• _Task details_
Can you rewrite the records below, from the start through the line holding "[231,53,259,146]", inclusive, with every box coordinate multiplied by 1.95 and rounded to a whole number, halves going up, and every other line left as it is? Leave the pictures out.

• _Data to use_
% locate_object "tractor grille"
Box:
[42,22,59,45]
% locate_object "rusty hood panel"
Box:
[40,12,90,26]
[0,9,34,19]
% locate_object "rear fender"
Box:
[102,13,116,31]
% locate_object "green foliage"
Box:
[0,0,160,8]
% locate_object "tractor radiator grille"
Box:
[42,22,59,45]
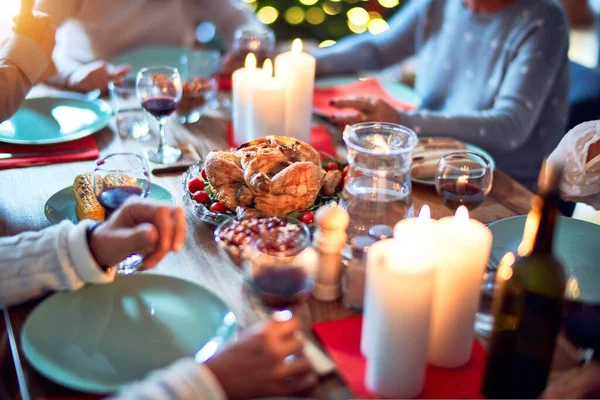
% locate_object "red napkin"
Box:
[227,123,337,159]
[0,136,100,170]
[313,317,487,399]
[313,79,415,117]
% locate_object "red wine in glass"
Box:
[251,265,314,311]
[439,181,485,211]
[142,96,179,119]
[98,186,143,214]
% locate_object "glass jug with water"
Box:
[340,122,418,238]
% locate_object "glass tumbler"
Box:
[108,78,150,139]
[340,122,418,238]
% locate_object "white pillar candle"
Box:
[275,39,316,143]
[429,206,492,368]
[365,208,436,398]
[248,59,286,141]
[231,53,259,146]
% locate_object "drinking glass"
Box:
[242,219,316,320]
[435,150,494,212]
[108,78,150,139]
[232,26,275,68]
[177,50,221,124]
[136,67,182,164]
[340,122,418,239]
[92,153,150,275]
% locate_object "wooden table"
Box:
[0,94,531,399]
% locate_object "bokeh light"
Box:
[319,39,337,47]
[306,7,325,25]
[323,0,342,15]
[283,6,304,25]
[256,6,279,25]
[348,21,367,33]
[368,18,390,35]
[379,0,400,8]
[347,7,370,27]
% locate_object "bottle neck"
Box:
[528,193,558,254]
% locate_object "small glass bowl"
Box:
[214,217,311,267]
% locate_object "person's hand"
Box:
[89,198,186,269]
[205,318,318,400]
[67,60,131,93]
[13,11,56,58]
[329,96,400,126]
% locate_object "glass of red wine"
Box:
[92,153,150,275]
[242,219,317,320]
[136,67,183,164]
[435,150,494,212]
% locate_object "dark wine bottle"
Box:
[483,161,566,399]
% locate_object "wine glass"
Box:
[242,218,316,320]
[92,153,150,275]
[136,67,183,164]
[435,150,494,212]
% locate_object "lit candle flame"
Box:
[263,58,273,78]
[419,204,431,221]
[244,53,256,70]
[454,206,469,224]
[292,38,302,54]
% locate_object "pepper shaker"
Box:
[342,236,377,311]
[312,206,350,301]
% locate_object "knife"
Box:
[0,148,95,160]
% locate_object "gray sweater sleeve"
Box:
[400,14,568,151]
[313,0,429,75]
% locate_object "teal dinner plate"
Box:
[410,143,496,186]
[112,46,215,76]
[44,183,175,224]
[489,215,600,303]
[0,97,112,144]
[21,274,237,393]
[315,76,421,106]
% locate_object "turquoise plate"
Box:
[315,76,421,106]
[410,143,496,186]
[44,183,175,224]
[21,274,237,393]
[489,215,600,303]
[0,97,112,144]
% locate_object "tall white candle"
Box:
[360,205,434,357]
[365,208,436,398]
[275,39,316,143]
[248,59,286,140]
[429,206,492,368]
[231,53,259,145]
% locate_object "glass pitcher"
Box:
[340,122,418,238]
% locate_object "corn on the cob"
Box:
[73,173,105,221]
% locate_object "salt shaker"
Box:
[312,206,350,301]
[342,236,377,311]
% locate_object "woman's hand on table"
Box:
[67,60,131,93]
[329,96,400,126]
[89,199,186,269]
[205,318,318,399]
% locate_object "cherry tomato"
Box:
[325,161,340,171]
[300,211,315,225]
[192,192,210,204]
[188,177,204,193]
[209,201,227,214]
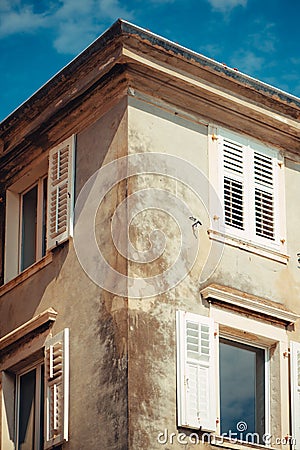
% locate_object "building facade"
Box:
[0,20,300,450]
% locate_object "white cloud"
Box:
[208,0,248,13]
[248,21,278,54]
[0,0,133,54]
[230,50,265,76]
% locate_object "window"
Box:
[4,136,74,282]
[19,177,47,272]
[210,129,285,251]
[219,338,267,442]
[176,307,290,444]
[15,363,44,450]
[0,323,69,450]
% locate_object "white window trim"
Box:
[4,135,76,285]
[208,124,289,264]
[4,157,48,284]
[210,305,289,437]
[18,174,47,273]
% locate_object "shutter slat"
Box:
[47,136,74,250]
[290,341,300,450]
[255,188,275,240]
[177,311,216,431]
[44,328,69,448]
[222,139,244,230]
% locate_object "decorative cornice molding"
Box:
[0,308,57,353]
[200,285,300,324]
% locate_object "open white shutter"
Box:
[254,151,275,240]
[44,328,69,448]
[290,342,300,450]
[177,311,216,431]
[220,136,245,230]
[47,136,75,250]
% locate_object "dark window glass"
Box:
[18,369,36,450]
[21,185,37,270]
[219,339,265,440]
[42,178,47,256]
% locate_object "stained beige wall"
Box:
[0,99,127,450]
[128,98,300,449]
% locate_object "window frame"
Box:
[208,124,288,262]
[4,135,76,284]
[18,174,48,273]
[15,359,45,450]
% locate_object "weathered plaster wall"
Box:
[128,98,300,449]
[0,99,127,450]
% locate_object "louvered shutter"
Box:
[47,136,75,250]
[177,311,216,431]
[254,151,275,240]
[220,137,245,230]
[290,342,300,450]
[44,328,69,448]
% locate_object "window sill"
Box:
[208,229,289,264]
[210,436,274,450]
[0,252,53,297]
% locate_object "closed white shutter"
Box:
[44,328,69,448]
[290,342,300,450]
[177,311,216,431]
[47,136,75,250]
[254,151,275,240]
[220,137,245,230]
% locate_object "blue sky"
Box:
[0,0,300,121]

• _Reply_
% locate_object "tractor grille"
Box:
[82,43,115,88]
% locate_object "rusty hood panel"
Box:
[78,23,176,51]
[0,18,66,37]
% locate_object "rear fender"
Box:
[199,25,226,60]
% locate_object "green foliage"
Box:
[0,0,312,16]
% locate_object "tractor radiator grille"
Box:
[82,43,115,88]
% locate_object "red napkin"
Box:
[443,240,657,310]
[0,265,195,332]
[610,618,950,778]
[610,154,809,228]
% locate_object "red wine in glass"
Box:
[489,517,612,606]
[856,353,946,411]
[277,187,349,232]
[191,363,279,417]
% locate_object "glass jug with water"
Box:
[663,238,815,464]
% locate_object "glass tumbler"
Box:
[211,152,293,271]
[663,238,815,464]
% locate_object "white pillar candle"
Box:
[536,76,616,279]
[837,402,959,718]
[712,406,850,776]
[484,115,558,275]
[450,103,505,285]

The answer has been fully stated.